**EXERCISE**
Please write out the data below once more, exactly as it stands.

[Natural language region descriptions]
+-------+

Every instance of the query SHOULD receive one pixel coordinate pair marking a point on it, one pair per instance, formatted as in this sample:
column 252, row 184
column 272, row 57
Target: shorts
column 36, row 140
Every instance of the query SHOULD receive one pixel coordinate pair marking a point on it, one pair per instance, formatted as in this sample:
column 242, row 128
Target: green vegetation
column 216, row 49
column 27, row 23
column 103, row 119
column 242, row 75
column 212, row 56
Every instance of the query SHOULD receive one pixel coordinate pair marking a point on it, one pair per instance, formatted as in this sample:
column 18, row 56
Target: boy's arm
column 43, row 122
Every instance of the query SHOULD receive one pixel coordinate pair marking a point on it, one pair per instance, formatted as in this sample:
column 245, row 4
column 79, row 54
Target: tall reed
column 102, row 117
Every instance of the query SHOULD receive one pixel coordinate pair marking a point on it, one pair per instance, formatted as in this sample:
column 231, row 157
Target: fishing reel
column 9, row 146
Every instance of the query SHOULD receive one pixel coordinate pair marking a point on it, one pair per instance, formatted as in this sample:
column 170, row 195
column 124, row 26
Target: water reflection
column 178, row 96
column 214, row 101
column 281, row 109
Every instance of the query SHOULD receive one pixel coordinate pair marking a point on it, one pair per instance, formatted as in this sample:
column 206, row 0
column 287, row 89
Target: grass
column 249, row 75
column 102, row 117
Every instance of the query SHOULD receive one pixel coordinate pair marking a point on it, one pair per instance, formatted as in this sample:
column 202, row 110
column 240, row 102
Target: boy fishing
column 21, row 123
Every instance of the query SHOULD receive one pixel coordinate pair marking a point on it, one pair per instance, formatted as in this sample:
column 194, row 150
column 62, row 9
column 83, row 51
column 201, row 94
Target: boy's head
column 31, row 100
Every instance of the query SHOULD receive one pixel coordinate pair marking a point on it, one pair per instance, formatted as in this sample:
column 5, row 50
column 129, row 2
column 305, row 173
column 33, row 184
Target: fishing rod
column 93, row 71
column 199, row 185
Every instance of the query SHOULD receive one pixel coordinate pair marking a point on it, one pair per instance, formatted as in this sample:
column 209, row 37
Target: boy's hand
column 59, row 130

+-------+

**SOLUTION TO THE EXERCISE**
Every instance of the query SHOULD receive one pixel coordinate pair marking a point on it, one pair per instance, formatted as in this sample:
column 252, row 184
column 272, row 57
Target: shorts
column 36, row 140
Every instance of the query SHOULD receive one pixel coordinate pair marking a point on it, one pair per instance, formatted as in this sample:
column 242, row 128
Target: green vegetation
column 216, row 49
column 27, row 23
column 103, row 119
column 242, row 75
column 212, row 56
Every instance of the query SHOULD receive one pixel coordinate pair marking a point on it, one pair per instance, formatted as in this sample:
column 18, row 56
Target: boy's arm
column 43, row 122
Every instance of the query SHOULD receive one pixel coordinate pair marking a point on it, one pair per instance, formatted as in this sample:
column 245, row 4
column 79, row 54
Target: tall reed
column 102, row 117
Every instance of the query SHOULD receive one pixel coordinate pair marking a point on it, one pair per instance, formatted as in this sample:
column 231, row 157
Target: fishing reel
column 9, row 146
Every instance of the query SHOULD receive one pixel coordinate pair marking a point on it, one pair per instance, formatted as in this sample:
column 170, row 195
column 124, row 26
Target: water reflection
column 178, row 96
column 214, row 101
column 281, row 109
Every instance of the query SHOULD receive one pixel coordinate pair marking a point on it, one pair per instance, formatted as in this sample:
column 206, row 0
column 287, row 89
Target: grass
column 249, row 75
column 102, row 117
Every instance of the query SHOULD receive one pixel coordinate pair marking a point on it, one pair per instance, formatted as in this sample:
column 202, row 110
column 240, row 102
Target: boy fishing
column 21, row 123
Every instance of the query SHOULD receive one pixel coordinate pair marking a point on it, one pair per instance, formatted as in this sample:
column 194, row 150
column 62, row 9
column 83, row 51
column 201, row 94
Target: boy's head
column 31, row 100
Every instance of the query SHOULD receive one pixel coordinate pair marking a point on it, one pair per instance, formatted as in this sample:
column 5, row 50
column 129, row 2
column 305, row 173
column 33, row 184
Target: fishing rod
column 93, row 71
column 199, row 185
Every instance of the query SHOULD receive one pixel coordinate pair marking a point on it, one pair per instance, formatted as in this sample:
column 209, row 37
Target: boy's hand
column 59, row 130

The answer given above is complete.